Only the lines from the one containing "Would you be able to tag each instance of the asphalt" through the end of the material are to be echoed, each exactly as it appears.

[TASK DATA]
▬▬▬▬▬▬
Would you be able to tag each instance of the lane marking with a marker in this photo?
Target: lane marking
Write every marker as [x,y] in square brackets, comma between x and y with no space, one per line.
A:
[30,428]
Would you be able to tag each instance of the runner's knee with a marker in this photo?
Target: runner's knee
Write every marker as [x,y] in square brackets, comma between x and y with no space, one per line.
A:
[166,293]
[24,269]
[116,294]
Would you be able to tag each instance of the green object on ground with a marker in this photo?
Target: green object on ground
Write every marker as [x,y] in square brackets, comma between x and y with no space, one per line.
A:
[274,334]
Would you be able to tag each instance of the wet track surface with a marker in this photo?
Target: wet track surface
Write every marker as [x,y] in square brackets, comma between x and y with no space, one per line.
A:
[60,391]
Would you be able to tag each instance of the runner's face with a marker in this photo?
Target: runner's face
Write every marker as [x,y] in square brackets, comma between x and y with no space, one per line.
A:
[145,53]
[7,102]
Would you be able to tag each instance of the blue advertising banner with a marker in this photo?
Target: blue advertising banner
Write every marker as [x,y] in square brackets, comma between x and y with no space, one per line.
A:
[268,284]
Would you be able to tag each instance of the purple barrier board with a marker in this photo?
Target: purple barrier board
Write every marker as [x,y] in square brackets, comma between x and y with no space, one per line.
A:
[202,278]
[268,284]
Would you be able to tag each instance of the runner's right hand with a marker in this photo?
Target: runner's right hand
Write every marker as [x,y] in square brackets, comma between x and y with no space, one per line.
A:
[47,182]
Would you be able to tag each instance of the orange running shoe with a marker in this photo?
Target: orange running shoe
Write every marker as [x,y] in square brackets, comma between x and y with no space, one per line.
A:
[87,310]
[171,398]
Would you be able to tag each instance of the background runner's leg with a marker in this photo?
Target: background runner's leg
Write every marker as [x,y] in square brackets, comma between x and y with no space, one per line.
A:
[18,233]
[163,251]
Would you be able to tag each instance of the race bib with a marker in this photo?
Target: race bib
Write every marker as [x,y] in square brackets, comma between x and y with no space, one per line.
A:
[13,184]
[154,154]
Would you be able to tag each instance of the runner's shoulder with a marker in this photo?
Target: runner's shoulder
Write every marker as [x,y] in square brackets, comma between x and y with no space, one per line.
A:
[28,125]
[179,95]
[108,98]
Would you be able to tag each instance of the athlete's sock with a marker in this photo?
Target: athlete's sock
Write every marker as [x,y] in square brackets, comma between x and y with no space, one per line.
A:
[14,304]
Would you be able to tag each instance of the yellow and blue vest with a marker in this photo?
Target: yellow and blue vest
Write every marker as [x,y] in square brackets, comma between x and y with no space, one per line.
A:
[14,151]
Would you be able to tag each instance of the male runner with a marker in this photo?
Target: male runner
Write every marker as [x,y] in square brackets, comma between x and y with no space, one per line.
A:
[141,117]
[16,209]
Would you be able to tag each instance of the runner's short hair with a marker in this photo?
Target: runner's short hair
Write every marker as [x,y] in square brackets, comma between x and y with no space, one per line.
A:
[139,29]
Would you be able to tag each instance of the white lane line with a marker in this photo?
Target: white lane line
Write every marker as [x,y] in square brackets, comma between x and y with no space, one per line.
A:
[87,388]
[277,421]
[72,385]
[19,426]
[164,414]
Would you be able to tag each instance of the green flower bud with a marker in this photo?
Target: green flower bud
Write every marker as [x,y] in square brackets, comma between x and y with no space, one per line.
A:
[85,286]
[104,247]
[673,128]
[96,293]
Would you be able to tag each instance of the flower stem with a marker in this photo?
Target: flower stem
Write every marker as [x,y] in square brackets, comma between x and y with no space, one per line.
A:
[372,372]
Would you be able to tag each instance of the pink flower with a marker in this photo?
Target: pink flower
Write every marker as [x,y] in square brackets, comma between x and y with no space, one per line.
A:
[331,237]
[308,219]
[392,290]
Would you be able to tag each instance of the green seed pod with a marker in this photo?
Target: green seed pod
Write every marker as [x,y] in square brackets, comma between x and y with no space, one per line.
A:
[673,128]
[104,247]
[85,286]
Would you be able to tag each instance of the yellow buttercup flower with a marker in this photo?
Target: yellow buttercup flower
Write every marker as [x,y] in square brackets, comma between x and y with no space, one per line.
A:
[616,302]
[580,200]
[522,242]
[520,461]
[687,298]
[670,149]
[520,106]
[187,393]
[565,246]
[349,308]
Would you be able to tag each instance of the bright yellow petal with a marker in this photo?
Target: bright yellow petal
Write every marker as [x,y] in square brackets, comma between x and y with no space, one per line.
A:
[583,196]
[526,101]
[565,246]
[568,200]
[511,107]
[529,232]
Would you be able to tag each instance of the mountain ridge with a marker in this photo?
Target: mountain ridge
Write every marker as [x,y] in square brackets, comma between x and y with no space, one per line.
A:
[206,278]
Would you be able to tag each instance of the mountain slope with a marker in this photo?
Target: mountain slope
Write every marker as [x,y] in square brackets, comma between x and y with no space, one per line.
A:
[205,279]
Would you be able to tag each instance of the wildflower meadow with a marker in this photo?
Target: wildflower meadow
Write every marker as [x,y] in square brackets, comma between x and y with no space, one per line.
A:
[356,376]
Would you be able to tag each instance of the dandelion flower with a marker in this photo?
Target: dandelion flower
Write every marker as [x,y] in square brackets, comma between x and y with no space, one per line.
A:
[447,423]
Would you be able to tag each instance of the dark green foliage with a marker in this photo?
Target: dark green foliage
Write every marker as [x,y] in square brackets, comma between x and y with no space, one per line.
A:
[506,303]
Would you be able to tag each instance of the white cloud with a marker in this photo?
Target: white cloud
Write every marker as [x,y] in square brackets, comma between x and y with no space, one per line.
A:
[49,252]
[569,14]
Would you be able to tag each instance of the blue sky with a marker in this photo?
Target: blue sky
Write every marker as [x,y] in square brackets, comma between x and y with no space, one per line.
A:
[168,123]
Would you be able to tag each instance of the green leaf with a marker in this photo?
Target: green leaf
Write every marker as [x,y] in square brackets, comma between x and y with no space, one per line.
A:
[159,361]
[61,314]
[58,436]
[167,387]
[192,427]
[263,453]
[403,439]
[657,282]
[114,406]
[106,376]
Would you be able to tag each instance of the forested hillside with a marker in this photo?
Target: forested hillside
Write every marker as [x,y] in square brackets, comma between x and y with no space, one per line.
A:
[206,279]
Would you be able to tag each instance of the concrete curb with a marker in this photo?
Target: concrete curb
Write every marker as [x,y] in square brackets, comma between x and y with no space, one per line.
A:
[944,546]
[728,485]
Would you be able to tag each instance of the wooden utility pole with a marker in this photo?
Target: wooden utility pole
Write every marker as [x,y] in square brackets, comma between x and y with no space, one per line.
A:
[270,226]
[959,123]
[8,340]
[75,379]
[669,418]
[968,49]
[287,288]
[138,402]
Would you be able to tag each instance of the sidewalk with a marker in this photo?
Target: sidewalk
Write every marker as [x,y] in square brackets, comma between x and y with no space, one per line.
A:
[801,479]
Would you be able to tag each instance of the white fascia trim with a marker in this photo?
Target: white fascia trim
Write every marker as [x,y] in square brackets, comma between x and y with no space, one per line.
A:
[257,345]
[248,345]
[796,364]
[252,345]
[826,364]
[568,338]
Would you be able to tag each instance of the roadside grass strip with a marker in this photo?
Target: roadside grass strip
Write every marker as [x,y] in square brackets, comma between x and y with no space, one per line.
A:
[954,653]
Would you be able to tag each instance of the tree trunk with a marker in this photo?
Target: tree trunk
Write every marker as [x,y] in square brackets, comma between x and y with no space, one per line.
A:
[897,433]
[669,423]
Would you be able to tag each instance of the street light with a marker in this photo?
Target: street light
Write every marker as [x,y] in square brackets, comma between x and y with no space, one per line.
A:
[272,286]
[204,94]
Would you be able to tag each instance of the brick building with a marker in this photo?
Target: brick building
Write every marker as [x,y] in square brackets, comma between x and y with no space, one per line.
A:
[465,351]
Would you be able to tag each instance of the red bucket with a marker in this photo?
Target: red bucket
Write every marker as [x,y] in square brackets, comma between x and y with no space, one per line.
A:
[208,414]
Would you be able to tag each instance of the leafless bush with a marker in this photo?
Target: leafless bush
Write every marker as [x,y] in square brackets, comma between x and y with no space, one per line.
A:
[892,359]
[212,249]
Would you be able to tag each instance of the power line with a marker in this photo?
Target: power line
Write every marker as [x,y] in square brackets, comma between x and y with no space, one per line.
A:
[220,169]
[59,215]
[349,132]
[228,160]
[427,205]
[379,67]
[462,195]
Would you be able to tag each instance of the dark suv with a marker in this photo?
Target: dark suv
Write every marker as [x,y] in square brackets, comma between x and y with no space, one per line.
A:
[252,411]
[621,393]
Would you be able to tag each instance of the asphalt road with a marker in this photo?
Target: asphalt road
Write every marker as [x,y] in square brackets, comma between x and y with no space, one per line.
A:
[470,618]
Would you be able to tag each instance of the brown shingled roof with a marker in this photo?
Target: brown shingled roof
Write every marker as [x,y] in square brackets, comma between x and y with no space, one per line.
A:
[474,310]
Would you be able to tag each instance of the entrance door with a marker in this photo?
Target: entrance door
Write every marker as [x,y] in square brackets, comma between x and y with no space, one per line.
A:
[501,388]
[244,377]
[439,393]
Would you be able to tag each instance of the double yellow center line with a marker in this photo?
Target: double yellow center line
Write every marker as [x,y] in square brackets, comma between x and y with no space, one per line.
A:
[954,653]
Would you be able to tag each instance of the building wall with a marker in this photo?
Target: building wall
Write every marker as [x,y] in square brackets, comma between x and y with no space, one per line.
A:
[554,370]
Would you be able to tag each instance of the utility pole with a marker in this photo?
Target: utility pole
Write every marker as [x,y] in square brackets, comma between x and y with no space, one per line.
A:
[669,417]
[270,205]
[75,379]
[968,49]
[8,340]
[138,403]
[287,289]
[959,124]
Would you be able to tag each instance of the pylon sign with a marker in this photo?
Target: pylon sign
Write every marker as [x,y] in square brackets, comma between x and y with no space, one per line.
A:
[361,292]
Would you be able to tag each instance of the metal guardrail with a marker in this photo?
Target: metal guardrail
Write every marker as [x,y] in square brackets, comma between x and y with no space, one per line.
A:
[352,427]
▬▬▬▬▬▬
[REPLY]
Would you be able to tag each instance of the asphalt road with a marker in this photo?
Target: asphalt road
Write every marker as [x,y] in square brackets, comma between x and y with no space, one per line.
A:
[470,618]
Would you be able to tag each instance of the brown shingled roof with a marker in this photo?
Target: brown shingled roof
Write every marker as [x,y] in square brackets, comma between x and y with no space, one per line.
A:
[474,310]
Would you be able to tag each instance of the entrance door with a marker in this photo?
Target: entrance door
Write every marker as [x,y] in square brackets, comma between x and y with no space, one per line.
A:
[501,388]
[244,377]
[439,393]
Would you be able to tag each instance of the double yellow center line with a marker in this photo?
Target: double yellow center line
Write every marker as [x,y] in square brackets, comma between x and y with no space, one per line.
A:
[954,653]
Would you be able to tag each instance of the building wall with a marker in this photo?
Target: building wall
Write every marker as [x,y] in square brackets, comma between x and y with no space, one per line.
A:
[554,370]
Would you be able to tag each instance of the utility pole with a marker in this photo?
Target: utility pole
Write every marker as [x,y] in square brackets, comma between x and y with no space, one per line.
A:
[669,417]
[270,205]
[75,379]
[968,49]
[8,340]
[138,403]
[287,289]
[959,124]
Would you be able to tag each instance of the pylon sign with a marker in this photo?
Target: pylon sign
Write every marker as [x,y] in square brackets, comma between x and y with no space, one per line.
A:
[361,292]
Would you be able to tag each instance of the metal guardrail with a marker in this photo?
Target: metal guardrail
Write every marker as [x,y] in square brackets, comma between x and y with no space, one per line.
A:
[352,427]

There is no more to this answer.